-- Begin TASK INPUTS --

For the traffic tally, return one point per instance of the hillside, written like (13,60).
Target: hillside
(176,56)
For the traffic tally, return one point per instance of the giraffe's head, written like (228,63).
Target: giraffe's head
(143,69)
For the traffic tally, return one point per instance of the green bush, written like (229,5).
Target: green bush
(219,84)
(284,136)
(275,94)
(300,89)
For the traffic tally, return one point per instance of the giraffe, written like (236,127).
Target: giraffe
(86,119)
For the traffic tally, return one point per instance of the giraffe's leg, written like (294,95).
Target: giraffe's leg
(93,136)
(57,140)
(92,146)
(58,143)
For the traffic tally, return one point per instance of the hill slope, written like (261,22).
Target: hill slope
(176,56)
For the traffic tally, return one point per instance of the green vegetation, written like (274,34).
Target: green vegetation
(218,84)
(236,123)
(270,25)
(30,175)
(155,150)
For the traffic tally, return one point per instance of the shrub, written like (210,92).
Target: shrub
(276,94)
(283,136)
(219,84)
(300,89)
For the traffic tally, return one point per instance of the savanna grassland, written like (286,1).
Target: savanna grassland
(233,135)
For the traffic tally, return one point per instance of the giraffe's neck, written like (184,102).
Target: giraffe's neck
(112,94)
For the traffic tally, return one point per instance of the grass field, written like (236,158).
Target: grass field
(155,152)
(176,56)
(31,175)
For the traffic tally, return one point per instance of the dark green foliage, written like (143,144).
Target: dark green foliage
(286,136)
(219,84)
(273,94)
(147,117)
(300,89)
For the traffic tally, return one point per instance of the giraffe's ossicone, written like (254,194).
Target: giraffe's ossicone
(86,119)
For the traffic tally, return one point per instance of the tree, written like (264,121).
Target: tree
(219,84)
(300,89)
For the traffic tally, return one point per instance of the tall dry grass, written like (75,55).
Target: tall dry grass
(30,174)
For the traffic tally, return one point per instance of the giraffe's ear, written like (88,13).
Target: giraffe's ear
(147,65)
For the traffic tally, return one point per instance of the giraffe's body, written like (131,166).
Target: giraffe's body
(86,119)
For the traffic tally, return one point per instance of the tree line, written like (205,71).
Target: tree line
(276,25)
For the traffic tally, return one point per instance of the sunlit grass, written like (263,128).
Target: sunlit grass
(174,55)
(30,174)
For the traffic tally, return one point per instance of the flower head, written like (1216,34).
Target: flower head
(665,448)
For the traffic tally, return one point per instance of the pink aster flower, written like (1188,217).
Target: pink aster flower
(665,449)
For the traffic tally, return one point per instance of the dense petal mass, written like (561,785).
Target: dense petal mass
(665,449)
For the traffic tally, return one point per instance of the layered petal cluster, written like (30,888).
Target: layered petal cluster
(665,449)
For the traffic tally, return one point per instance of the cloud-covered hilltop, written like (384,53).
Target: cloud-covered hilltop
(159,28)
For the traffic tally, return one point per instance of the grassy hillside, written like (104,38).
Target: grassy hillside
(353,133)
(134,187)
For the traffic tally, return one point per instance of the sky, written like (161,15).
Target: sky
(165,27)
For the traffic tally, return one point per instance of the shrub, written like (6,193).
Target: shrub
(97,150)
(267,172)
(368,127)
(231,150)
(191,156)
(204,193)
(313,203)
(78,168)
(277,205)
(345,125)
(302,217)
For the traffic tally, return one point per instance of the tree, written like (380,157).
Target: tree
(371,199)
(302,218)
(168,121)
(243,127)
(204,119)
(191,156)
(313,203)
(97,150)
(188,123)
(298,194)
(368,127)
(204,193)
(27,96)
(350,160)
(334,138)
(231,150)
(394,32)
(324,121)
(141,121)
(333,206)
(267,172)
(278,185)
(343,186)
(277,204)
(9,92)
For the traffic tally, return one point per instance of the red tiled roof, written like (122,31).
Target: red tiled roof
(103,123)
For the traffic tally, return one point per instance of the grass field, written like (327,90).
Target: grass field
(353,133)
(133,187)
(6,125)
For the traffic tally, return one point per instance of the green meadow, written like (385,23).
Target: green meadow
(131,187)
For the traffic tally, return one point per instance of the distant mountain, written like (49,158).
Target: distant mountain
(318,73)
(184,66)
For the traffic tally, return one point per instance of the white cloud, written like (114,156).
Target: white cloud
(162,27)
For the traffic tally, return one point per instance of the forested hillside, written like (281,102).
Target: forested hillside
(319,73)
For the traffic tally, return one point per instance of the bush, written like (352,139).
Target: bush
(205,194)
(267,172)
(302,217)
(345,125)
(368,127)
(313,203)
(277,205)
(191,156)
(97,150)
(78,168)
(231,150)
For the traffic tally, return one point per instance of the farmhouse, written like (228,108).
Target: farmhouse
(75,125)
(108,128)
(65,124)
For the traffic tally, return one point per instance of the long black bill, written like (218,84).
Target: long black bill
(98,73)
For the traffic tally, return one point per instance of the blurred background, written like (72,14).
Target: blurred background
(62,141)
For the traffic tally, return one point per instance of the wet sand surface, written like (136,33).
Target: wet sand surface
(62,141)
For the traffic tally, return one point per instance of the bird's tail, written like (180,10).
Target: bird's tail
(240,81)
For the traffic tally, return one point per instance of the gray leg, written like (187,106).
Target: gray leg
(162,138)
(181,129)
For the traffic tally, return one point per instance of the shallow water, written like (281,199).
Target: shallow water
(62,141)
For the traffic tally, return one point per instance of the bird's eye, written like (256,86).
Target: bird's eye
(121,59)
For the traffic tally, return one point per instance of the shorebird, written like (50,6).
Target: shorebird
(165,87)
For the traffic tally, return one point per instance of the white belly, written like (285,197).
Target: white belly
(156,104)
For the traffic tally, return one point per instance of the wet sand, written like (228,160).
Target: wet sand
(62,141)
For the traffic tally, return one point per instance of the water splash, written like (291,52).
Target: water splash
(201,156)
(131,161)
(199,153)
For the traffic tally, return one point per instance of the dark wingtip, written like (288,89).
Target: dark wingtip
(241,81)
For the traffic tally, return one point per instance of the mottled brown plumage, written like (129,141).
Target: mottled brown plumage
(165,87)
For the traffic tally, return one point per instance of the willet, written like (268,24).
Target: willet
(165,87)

-- End TASK INPUTS --

# [THE TASK]
Retype each record exactly, leaving nothing out.

# [COMPLETE RESPONSE]
For the traffic tally, return one point per instance of the hillside, written like (13,60).
Target: hillside
(176,56)
For the traffic tally, return one point per instance of the giraffe's head, written like (228,63).
Target: giraffe's head
(143,69)
For the traffic tally, return one point per instance of the green bush, written like (229,5).
Target: green bush
(219,84)
(284,136)
(275,94)
(300,89)
For the traffic tally, return one point per instance of the giraffe, written like (236,127).
Target: giraffe
(86,119)
For the traffic tally, return one point per instance of the giraffe's leg, written like (294,95).
Target: giraffe's leg
(93,136)
(57,140)
(92,146)
(58,143)
For the traffic tally, return one point per instance of the hill slope, written like (261,22).
Target: hill slope
(176,56)
For the traffic tally, return one point per instance of the green vegetation, written like (274,34).
Target: green vegetation
(218,84)
(236,123)
(270,25)
(30,175)
(155,150)
For the traffic tally, return one point per instance of the shrub, written like (210,92).
Target: shrub
(276,94)
(283,136)
(219,84)
(300,89)
For the traffic tally, return one point per instance of the savanna grassland, written like (286,1).
Target: savanna grassland
(233,135)
For the traffic tally, return one point per instance of the giraffe's neck, written like (184,102).
Target: giraffe's neck
(112,94)
For the traffic tally, return one point per instance of the grass field, written like (236,158).
Target: grass field
(155,152)
(176,56)
(31,175)
For the traffic tally, return one point per instance of the dark green foliage, written like (143,144).
Target: dark green foliage
(286,136)
(219,84)
(273,94)
(147,117)
(300,89)
For the traffic tally, return one point per instance of the giraffe's ossicone, written like (254,194).
Target: giraffe's ossicone
(86,119)
For the traffic tally, return one point per instance of the tree, written like (264,121).
Target: tree
(219,84)
(300,89)
For the traffic tally, return one point per instance of the tall dry grass, written like (75,55).
Target: tall dry grass
(30,174)
For the traffic tally, return one point per instance of the giraffe's ear, written like (88,13).
Target: giraffe's ear
(147,65)
For the traffic tally, return one point per instance of the giraffe's body, written like (131,166).
Target: giraffe's body
(86,119)
For the traffic tally, return one point per instance of the tree line, written like (205,71).
Target: tree line
(276,25)
For the traffic tally, return one point per instance of the sunlit grass, written like (263,128).
Target: sunlit grass
(174,55)
(30,174)
For the traffic tally, return one point per instance of the flower head, written like (1216,34).
Target: flower head
(665,448)
For the traffic tally, return one point per instance of the pink aster flower, written like (1188,217).
Target: pink aster flower
(665,449)
For the traffic tally, return one point per instance of the dense petal mass, written like (561,785).
Target: dense petal mass
(665,449)
For the traffic tally, return one point per instance of the layered petal cluster, written like (30,888).
Target: layered petal cluster
(665,449)
For the traffic tally, return one point per instance of the cloud-covered hilltop, written like (384,53).
Target: cloud-covered hilltop
(159,28)
For the traffic tally, return one point per instance of the grassy hillside, written like (104,38).
Target: grassy hillside
(353,133)
(134,187)
For the traffic tally, return one point per instance of the sky, written like (161,15).
Target: sky
(165,27)
For the traffic tally, return one point per instance of the shrub, written like (6,193).
Target: shrub
(97,150)
(267,172)
(368,127)
(231,150)
(191,156)
(204,193)
(313,203)
(78,168)
(277,205)
(345,125)
(302,217)
For the traffic tally, return one point per instance of the tree, written like (380,157).
Target: tree
(371,199)
(302,218)
(168,121)
(243,127)
(204,119)
(191,156)
(313,203)
(97,150)
(188,123)
(298,194)
(368,127)
(204,193)
(27,96)
(350,160)
(334,138)
(231,150)
(394,32)
(324,121)
(141,121)
(333,206)
(267,172)
(278,185)
(343,186)
(277,204)
(9,92)
For the traffic tally, return one point per instance of the red tiled roof, written like (122,31).
Target: red tiled roof
(103,123)
For the traffic tally, return one point per instance of the grass field, written like (327,90).
Target: grass field
(353,133)
(133,187)
(6,125)
For the traffic tally, return one point per instance of the green meadow, written like (385,23).
Target: green meadow
(131,187)
For the traffic tally, return one point per instance of the distant mountain, written like (49,158).
Target: distant mountain
(318,73)
(184,66)
For the traffic tally, return one point per instance of the white cloud, written like (114,156).
Target: white cloud
(162,27)
For the traffic tally, return one point per instance of the forested hillside, written like (281,102).
Target: forested hillside
(319,73)
For the traffic tally, return one point per instance of the bush, written like (352,139).
Target: bush
(205,194)
(267,172)
(302,217)
(345,125)
(368,127)
(313,203)
(277,205)
(191,156)
(97,150)
(78,168)
(231,150)
For the traffic tally, return one point per instance of the farmhouse, written like (228,108).
Target: farmhouse
(75,125)
(108,128)
(65,124)
For the traffic tally, return one point per instance of the long black bill, written like (218,84).
Target: long black bill
(98,73)
For the traffic tally, return one point per instance of the blurred background, written like (72,14).
Target: blurred background
(62,141)
For the traffic tally, return one point per instance of the wet sand surface, written like (136,33).
Target: wet sand surface
(62,141)
For the traffic tally, return one point per instance of the bird's tail, written like (180,10).
Target: bird's tail
(240,81)
For the traffic tally, return one point per instance of the gray leg, written like (187,106).
Target: gray leg
(162,138)
(181,129)
For the traffic tally, return one point per instance of the shallow water, written like (281,199).
Target: shallow water
(62,141)
For the traffic tally, return one point per instance of the bird's eye, written like (256,86).
Target: bird's eye
(121,59)
For the traffic tally, return one point per instance of the shorebird, written like (50,6).
Target: shorebird
(165,87)
For the traffic tally, return one point per instance of the white belly, written like (285,197).
Target: white belly
(156,104)
For the traffic tally, return one point per instance of the wet sand, written like (228,160).
Target: wet sand
(62,141)
For the traffic tally, return one point per instance of the water splash, written like (291,52).
Target: water splash
(201,156)
(131,161)
(199,153)
For the traffic tally, return one point per instance of the dark wingtip, written like (288,89).
Target: dark wingtip
(241,81)
For the traffic tally, return one point per instance of the mottled brown plumage, written like (129,141).
Target: mottled brown plumage
(165,87)
For the traffic tally, return one point per instance of the willet, written like (268,24).
Target: willet
(165,87)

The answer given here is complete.